** DATA LISTING follows **

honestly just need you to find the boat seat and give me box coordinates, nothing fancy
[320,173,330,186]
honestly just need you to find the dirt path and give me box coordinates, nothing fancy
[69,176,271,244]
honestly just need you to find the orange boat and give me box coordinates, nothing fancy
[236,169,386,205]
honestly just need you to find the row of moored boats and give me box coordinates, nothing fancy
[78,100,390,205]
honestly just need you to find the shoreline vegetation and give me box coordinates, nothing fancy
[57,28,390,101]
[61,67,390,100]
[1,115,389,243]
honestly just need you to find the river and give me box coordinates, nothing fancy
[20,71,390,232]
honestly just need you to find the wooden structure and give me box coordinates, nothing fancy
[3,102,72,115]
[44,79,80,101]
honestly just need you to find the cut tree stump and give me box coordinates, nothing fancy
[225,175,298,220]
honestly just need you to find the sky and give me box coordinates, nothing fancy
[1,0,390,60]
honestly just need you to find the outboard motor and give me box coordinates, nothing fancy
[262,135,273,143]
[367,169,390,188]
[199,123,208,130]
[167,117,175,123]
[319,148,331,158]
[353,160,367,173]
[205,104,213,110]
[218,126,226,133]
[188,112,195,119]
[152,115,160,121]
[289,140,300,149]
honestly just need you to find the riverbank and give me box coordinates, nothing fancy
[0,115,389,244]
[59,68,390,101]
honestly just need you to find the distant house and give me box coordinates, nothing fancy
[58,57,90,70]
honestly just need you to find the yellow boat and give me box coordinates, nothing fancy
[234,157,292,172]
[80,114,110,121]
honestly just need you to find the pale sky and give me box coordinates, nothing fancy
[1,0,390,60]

** End of DATA LISTING **

ABOUT THIS TASK: Exactly as given, repeat each line above.

COMPLETED TASK:
honestly just need you to find the boat seat and give me box coordinates, nothing fancy
[320,173,330,186]
honestly just need you to find the dirt path and give me box coordinates, nothing fancy
[69,176,271,244]
honestly just need you to find the orange boat and give me box coordinates, nothing fancy
[236,169,386,205]
honestly just need you to find the row of moored boats and give me box coordinates, nothing fancy
[78,100,390,205]
honestly just need you to find the shoreline vegetation and give me box coordinates, nothing fancy
[57,28,390,101]
[61,67,390,100]
[1,115,389,243]
honestly just need you to find the river and give me box coordinates, nothing fancy
[20,71,390,232]
honestly just need you to find the wooden structure and give me box coordinates, nothing fancy
[3,102,72,115]
[44,79,80,101]
honestly just need you to find the cut tree stump and give me box coordinates, nothing fancy
[225,175,298,220]
honestly just need you to find the sky and give me box coordinates, nothing fancy
[1,0,390,60]
honestly just need you to find the outboard motor and give me box coordinates, nothing fancy
[262,135,273,143]
[367,169,390,188]
[199,123,208,130]
[167,117,175,123]
[319,148,331,158]
[353,160,367,173]
[205,104,213,110]
[218,126,226,133]
[188,112,195,119]
[152,115,160,121]
[289,140,300,149]
honestly just need you to find the riverbank and give me box coordinates, nothing fancy
[0,115,389,244]
[59,68,390,101]
honestly just need you to find the distant house and give me box coordinates, nothing fancy
[58,57,90,70]
honestly just need you to find the yellow boat and give me box coordinates, nothing fancy
[234,157,292,172]
[80,114,110,121]
honestly just need you to find the pale sky and give me box coordinates, nothing fancy
[1,0,390,60]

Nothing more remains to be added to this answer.